[Task list]
a) Please list the usernames of everyone who posted in the role-playing thread.
b) In the role-playing thread, what date does Snooring's post carry?

# Role playing? I am confused and going nuts and crazy



## Snooring (Mar 10, 2011)

Laddies, my wife last night told me that we should "role playing".
I asked her to explain as i have no idea what does that mean, she then replied that she has given more than enough information.
She want me to suprise her with all of them. she also added that if she will tell me it will not be exciting anymore.

Please help me, I want to satisfy my wife as things are stating to get better a bit
what is role playing? how many are those?


----------



## DanF (Sep 27, 2010)

I think that you are going to have to know some of your wife's fantasies or you could just use your own to do this.
Have you ever dreamed of doing your high school teacher or one of the cheerleaders?
Would your wife enjoy getting picked up by a rough and tumble construction worker?
How about a gynecologist exam turned dirty?
he could pick up a hitchhiker and bring him home.
Maybe she's like to do the pool boy.

Is that enough to get your imagination going?


----------



## MsLonely (Sep 23, 2010)

Role play is fun. 

My husband would pretend to be a pizza delivery guy. He requested if he may eat the pizza first before harrassing me.

When you do the role play, you might want to tie her up or something.

Maybe you can also get a magic wound, to make the game even more exciting.


----------



## AniversaryFight (Mar 7, 2011)

Use imagination to create roles for you two to play as if youare completely strangers to do some exciting meet up that leads to sex


----------

[Supplied information]

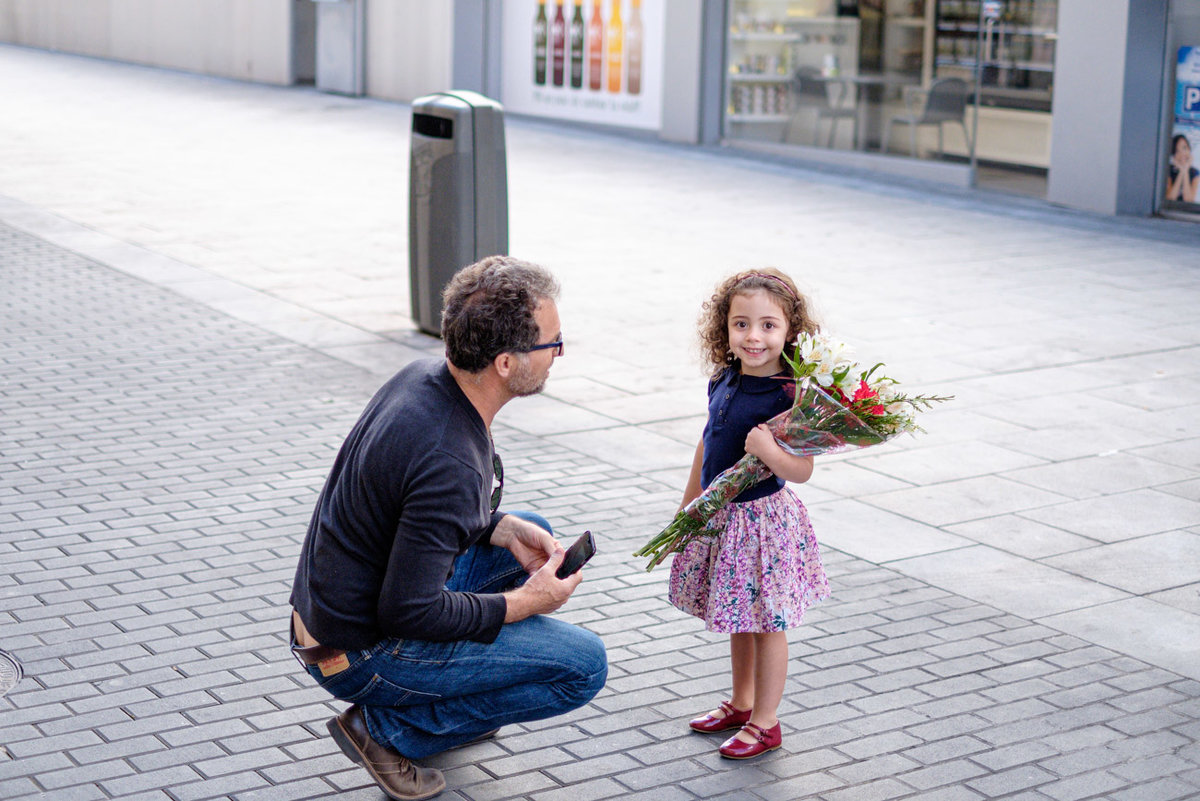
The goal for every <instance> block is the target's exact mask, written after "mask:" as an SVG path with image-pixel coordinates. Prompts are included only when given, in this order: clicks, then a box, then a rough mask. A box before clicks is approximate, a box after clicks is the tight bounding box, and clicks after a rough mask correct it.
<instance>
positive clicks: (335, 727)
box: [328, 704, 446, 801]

...

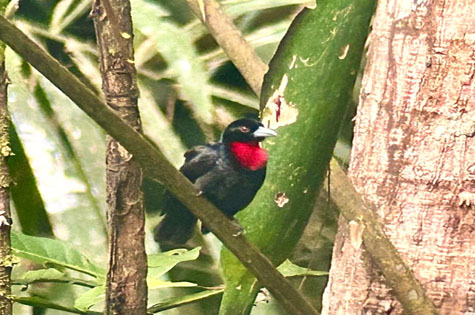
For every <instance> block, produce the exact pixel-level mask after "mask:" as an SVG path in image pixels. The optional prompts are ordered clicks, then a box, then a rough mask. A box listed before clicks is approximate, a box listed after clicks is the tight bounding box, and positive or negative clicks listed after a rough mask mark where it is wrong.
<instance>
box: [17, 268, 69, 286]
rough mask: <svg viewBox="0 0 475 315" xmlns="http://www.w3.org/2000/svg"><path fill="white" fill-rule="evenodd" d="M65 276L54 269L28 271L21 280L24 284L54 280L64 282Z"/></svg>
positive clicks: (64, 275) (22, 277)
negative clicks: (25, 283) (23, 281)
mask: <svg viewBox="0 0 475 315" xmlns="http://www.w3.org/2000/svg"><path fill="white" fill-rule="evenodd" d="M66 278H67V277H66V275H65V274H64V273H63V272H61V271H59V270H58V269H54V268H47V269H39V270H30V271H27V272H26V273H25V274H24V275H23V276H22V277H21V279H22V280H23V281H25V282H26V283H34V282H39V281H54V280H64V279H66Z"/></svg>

--

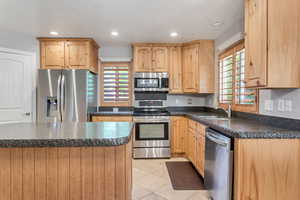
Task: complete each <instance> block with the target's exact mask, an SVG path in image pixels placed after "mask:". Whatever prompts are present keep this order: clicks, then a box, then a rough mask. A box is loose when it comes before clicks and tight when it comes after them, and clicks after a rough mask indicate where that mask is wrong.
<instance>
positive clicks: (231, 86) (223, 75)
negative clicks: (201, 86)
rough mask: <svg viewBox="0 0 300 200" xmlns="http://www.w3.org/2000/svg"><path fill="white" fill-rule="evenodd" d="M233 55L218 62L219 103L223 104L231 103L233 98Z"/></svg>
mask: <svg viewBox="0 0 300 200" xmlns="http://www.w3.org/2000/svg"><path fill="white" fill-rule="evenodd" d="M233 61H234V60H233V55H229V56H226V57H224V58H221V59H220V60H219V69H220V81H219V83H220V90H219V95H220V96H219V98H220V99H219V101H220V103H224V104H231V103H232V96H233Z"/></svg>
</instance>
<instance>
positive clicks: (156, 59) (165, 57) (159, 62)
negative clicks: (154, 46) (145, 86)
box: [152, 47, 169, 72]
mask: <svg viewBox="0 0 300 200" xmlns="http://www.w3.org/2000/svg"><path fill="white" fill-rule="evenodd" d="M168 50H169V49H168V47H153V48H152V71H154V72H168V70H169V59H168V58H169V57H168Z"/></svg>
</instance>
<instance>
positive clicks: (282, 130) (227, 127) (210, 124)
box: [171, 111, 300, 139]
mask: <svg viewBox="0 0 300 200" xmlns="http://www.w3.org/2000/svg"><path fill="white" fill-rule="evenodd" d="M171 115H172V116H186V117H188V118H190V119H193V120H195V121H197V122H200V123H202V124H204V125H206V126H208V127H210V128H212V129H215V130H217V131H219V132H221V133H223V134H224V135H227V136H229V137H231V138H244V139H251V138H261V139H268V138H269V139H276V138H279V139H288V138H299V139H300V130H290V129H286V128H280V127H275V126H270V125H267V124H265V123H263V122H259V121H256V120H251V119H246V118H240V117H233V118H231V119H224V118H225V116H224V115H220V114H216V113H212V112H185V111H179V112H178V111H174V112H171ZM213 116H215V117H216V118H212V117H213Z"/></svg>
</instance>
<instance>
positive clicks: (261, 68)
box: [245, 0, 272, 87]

[Answers provided]
a) Snooring, DanF, MsLonely, AniversaryFight

b) Mar 10, 2011